(MATERIALS PROVIDED):
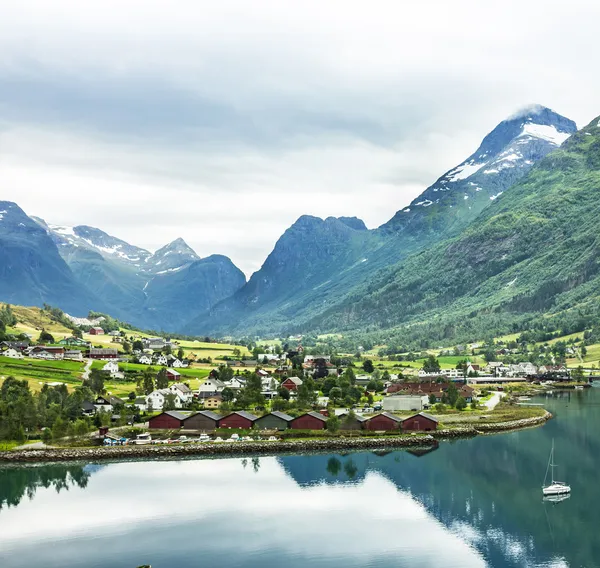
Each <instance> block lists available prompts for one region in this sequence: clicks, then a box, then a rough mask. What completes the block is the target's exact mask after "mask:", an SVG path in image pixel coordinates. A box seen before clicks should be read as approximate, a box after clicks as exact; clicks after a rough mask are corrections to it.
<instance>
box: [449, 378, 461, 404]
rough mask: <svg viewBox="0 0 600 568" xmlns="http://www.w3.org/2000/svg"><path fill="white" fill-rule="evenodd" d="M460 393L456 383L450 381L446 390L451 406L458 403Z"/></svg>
mask: <svg viewBox="0 0 600 568" xmlns="http://www.w3.org/2000/svg"><path fill="white" fill-rule="evenodd" d="M458 395H459V393H458V389H457V388H456V385H455V384H454V383H450V386H449V387H448V390H447V391H446V397H447V399H448V404H449V405H450V406H454V405H455V404H456V401H457V400H458Z"/></svg>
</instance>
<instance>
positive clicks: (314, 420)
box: [290, 412, 327, 430]
mask: <svg viewBox="0 0 600 568" xmlns="http://www.w3.org/2000/svg"><path fill="white" fill-rule="evenodd" d="M326 425H327V417H325V416H323V415H322V414H319V413H318V412H307V413H306V414H302V415H301V416H298V417H297V418H294V419H293V420H292V422H291V423H290V428H293V429H294V430H324V429H325V426H326Z"/></svg>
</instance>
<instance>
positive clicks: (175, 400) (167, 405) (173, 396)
mask: <svg viewBox="0 0 600 568" xmlns="http://www.w3.org/2000/svg"><path fill="white" fill-rule="evenodd" d="M176 400H177V396H176V395H175V394H173V393H172V392H170V393H169V394H167V395H165V402H164V404H163V410H175V409H176V408H177V406H176V405H175V401H176Z"/></svg>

(WHAT YOU HAVE TO DO): Lines before the one containing "box: [290, 412, 327, 430]" are not wanted; please set down that line and every line after it through the end of the material, exactly.

(RESULT FOR THIS EXERCISE):
box: [290, 412, 327, 430]
mask: <svg viewBox="0 0 600 568" xmlns="http://www.w3.org/2000/svg"><path fill="white" fill-rule="evenodd" d="M326 425H327V417H325V416H323V415H322V414H319V413H318V412H307V413H306V414H302V415H301V416H298V417H297V418H294V419H293V420H292V422H291V423H290V428H293V429H294V430H324V429H325V426H326Z"/></svg>
</instance>
<instance>
positive clicks: (175, 400) (167, 405) (173, 396)
mask: <svg viewBox="0 0 600 568" xmlns="http://www.w3.org/2000/svg"><path fill="white" fill-rule="evenodd" d="M176 400H177V396H176V395H175V394H173V393H172V392H170V393H169V394H167V395H165V402H164V404H163V410H175V409H176V408H177V406H176V405H175V401H176Z"/></svg>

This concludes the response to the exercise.